*Work instruction*
Output exactly the lines from the one containing "Tag every instance of the man's nose" to the last line of the material, inclusive, and nothing more.

*Data*
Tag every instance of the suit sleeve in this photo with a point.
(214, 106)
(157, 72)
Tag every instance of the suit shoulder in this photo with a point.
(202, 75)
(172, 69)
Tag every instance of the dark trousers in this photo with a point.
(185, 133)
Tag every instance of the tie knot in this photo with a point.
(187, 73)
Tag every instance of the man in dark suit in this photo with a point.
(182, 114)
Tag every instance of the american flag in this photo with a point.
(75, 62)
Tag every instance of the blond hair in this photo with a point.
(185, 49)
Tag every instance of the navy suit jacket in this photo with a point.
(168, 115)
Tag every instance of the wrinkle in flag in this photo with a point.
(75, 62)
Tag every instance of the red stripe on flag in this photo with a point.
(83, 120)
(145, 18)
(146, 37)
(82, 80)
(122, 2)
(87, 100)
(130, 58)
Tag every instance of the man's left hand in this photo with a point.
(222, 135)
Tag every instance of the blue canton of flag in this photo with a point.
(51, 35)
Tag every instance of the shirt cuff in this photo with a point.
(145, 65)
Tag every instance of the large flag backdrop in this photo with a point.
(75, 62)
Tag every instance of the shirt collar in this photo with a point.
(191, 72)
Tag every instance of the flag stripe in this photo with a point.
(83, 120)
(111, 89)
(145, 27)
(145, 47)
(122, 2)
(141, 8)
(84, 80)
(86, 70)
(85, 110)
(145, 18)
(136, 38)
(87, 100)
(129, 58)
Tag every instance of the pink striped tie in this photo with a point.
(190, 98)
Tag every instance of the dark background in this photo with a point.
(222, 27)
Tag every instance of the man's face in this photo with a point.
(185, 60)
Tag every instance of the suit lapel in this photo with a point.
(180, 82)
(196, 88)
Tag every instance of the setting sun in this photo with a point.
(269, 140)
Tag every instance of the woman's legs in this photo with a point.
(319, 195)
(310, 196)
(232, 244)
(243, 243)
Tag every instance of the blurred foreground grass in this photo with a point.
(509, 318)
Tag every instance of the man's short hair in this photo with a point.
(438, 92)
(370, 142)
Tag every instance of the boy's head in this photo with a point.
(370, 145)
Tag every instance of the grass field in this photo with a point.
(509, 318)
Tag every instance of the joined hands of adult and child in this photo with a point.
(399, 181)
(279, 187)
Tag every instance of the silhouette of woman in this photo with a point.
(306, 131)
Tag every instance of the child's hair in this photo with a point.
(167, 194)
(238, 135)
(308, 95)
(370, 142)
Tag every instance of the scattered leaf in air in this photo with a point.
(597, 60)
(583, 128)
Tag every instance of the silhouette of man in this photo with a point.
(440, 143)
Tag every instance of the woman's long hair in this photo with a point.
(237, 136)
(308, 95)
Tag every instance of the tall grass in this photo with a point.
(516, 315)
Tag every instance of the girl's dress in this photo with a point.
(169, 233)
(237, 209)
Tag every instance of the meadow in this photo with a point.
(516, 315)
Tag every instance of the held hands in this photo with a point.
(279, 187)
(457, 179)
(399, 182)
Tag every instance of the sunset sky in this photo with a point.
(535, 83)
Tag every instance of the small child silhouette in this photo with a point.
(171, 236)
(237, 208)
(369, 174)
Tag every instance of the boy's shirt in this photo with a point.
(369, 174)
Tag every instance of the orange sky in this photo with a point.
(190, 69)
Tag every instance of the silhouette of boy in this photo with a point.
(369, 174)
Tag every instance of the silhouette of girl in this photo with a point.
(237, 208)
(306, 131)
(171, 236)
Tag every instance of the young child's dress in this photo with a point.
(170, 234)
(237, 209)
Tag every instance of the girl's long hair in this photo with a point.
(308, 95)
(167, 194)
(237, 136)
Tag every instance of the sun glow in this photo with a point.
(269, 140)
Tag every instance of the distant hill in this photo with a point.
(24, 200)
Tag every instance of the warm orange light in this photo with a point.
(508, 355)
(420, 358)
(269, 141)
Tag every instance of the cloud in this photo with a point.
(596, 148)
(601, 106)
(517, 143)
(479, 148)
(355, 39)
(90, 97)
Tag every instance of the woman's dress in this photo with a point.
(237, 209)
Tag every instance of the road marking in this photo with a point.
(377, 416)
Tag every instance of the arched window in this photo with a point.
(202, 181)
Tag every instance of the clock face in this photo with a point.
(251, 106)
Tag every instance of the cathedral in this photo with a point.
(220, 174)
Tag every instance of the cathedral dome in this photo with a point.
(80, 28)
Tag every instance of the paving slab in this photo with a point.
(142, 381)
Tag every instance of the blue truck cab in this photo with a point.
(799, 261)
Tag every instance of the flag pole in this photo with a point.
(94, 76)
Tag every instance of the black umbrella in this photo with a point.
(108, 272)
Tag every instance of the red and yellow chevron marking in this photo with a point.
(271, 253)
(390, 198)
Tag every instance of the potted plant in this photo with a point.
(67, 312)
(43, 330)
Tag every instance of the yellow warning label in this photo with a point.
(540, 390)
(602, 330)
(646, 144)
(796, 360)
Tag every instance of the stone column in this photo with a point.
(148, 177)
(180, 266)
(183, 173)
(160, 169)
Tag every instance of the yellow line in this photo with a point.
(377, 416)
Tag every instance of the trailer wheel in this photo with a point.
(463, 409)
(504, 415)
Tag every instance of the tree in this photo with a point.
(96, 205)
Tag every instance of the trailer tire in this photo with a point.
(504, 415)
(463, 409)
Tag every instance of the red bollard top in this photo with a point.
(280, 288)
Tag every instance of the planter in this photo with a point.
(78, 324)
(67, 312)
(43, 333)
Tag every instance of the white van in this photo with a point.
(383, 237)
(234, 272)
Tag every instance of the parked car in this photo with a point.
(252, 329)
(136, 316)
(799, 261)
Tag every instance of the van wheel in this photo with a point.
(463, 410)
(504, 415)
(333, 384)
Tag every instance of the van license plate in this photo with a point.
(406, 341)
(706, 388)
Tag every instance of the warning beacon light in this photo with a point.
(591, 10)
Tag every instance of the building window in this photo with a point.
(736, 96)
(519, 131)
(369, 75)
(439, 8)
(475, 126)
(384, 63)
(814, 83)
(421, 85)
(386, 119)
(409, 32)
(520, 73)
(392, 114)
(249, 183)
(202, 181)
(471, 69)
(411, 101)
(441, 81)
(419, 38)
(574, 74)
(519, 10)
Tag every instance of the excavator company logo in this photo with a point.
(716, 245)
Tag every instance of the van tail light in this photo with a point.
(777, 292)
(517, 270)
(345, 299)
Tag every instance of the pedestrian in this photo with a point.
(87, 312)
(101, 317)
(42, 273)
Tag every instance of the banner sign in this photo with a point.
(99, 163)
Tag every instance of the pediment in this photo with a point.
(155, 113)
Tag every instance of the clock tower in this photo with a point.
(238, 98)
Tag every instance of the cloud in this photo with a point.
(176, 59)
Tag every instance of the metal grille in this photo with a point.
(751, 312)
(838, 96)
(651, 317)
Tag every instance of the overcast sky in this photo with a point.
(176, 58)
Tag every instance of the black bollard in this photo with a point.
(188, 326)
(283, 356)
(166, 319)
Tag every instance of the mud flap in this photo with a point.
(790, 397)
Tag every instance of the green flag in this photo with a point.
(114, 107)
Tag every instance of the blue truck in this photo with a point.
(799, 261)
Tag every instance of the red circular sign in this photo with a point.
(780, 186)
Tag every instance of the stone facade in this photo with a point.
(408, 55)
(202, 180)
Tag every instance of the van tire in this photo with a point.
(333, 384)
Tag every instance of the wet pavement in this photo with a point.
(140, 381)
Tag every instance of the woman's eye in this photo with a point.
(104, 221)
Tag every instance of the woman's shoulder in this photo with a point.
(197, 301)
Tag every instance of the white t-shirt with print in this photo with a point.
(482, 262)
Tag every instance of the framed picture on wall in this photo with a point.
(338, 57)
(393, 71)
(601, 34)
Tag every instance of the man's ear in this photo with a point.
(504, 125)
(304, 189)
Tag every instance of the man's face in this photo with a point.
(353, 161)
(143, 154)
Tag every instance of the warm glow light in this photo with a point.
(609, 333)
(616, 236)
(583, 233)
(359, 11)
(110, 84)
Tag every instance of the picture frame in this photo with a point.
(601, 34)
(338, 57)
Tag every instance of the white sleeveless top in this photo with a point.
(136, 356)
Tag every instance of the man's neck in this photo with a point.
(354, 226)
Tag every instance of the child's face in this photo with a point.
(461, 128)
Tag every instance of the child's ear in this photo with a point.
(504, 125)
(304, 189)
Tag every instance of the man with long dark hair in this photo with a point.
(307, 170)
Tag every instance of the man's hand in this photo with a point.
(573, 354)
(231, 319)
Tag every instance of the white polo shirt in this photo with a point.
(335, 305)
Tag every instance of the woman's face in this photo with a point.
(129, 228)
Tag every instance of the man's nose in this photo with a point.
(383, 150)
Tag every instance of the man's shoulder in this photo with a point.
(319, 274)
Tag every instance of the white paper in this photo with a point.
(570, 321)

*Result*
Tag every instance of the man's nose in this photo with a point.
(383, 150)
Tag every instance of the man's shoulder in this photo with a point.
(319, 274)
Tag every instance of the white paper in this photo with a point.
(570, 321)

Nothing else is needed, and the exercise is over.